*To do*: Copy all of the records below word for word, changing nothing.
[begin Input records]
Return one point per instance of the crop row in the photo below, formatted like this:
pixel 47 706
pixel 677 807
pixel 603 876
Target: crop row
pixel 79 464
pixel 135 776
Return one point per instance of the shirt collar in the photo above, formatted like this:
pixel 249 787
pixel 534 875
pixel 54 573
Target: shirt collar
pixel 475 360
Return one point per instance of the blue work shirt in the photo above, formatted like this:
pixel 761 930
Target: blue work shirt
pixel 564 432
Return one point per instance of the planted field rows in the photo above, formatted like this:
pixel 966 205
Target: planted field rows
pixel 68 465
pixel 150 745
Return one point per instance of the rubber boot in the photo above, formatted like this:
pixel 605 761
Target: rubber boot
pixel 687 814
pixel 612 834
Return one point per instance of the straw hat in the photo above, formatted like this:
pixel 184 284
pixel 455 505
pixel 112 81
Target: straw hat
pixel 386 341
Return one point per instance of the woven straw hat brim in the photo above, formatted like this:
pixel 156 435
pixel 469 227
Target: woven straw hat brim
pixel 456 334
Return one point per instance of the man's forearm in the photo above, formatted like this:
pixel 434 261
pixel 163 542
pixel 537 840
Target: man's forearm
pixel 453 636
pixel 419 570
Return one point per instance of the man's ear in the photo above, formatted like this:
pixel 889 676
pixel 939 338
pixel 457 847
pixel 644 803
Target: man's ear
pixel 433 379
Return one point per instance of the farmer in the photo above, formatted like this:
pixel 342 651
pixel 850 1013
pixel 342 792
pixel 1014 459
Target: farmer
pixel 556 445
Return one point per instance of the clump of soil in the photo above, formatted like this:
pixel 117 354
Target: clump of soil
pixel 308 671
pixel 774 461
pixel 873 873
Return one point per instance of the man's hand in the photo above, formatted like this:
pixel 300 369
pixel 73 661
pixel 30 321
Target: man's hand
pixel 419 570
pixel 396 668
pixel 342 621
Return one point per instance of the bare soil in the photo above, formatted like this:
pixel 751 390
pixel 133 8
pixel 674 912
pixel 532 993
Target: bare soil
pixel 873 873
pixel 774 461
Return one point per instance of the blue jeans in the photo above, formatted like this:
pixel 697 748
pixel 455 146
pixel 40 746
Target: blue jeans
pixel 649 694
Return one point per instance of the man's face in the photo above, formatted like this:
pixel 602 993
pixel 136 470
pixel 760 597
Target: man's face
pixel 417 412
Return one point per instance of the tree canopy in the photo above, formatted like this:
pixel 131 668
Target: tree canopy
[end Input records]
*Solution below*:
Return one point per instance of the crop row in the photo below, formatted like this:
pixel 47 706
pixel 677 807
pixel 603 876
Target: crop row
pixel 79 464
pixel 135 776
Return one point per instance of the shirt collar in the photo above, formatted like this:
pixel 249 787
pixel 534 875
pixel 54 573
Target: shirt collar
pixel 475 360
Return one point per instance of the blue work shirt in the photo above, formatted like this:
pixel 761 930
Target: blue work shirt
pixel 564 432
Return one point per instance of the planted field rows in the photo above, formatted like this:
pixel 966 205
Target: planted field rows
pixel 68 465
pixel 150 745
Return one point per instance of the rubber boot in the photo above, formatted like this:
pixel 605 761
Target: rubber boot
pixel 687 814
pixel 612 834
Return one point per instance of the straw hat in the photo above, formatted like this:
pixel 184 284
pixel 455 505
pixel 112 81
Target: straw hat
pixel 386 341
Return one point per instance of the woven straw hat brim in the photo above, formatted like this:
pixel 156 435
pixel 469 227
Target: woven straw hat brim
pixel 456 334
Return one point per instance of the man's forearm in the photo above, formatted like this:
pixel 434 261
pixel 163 542
pixel 537 840
Target: man's forearm
pixel 453 636
pixel 419 570
Return one point per instance of the man's ear in the photo above, formatted like this:
pixel 889 676
pixel 939 338
pixel 457 847
pixel 644 803
Target: man's ear
pixel 433 379
Return one point per instance of the farmer in the photo above, formatted like this:
pixel 342 651
pixel 850 1013
pixel 342 792
pixel 1014 459
Target: farmer
pixel 556 445
Return one point per instance of the clump of soil in the photo above, formatted like this:
pixel 117 354
Target: clump of soil
pixel 308 671
pixel 774 461
pixel 873 873
Return one point per instance of the man's hand in the photo above, formatted like this:
pixel 300 369
pixel 73 661
pixel 30 321
Target: man's hand
pixel 419 570
pixel 396 668
pixel 342 621
Return one point per instance of the bare soil in the photo above, formatted like this:
pixel 751 390
pixel 133 8
pixel 674 912
pixel 532 993
Target: bare soil
pixel 873 873
pixel 774 461
Return one point per instance of the blue jeans in the photo above, formatted like this:
pixel 697 748
pixel 455 146
pixel 40 746
Target: blue jeans
pixel 649 694
Return one point per instance of the man's face in the photo above, formatted like this:
pixel 602 993
pixel 136 470
pixel 760 597
Target: man's face
pixel 417 412
Return one point per instance of the tree canopy in the photo above, formatted like this:
pixel 131 668
Target: tree canopy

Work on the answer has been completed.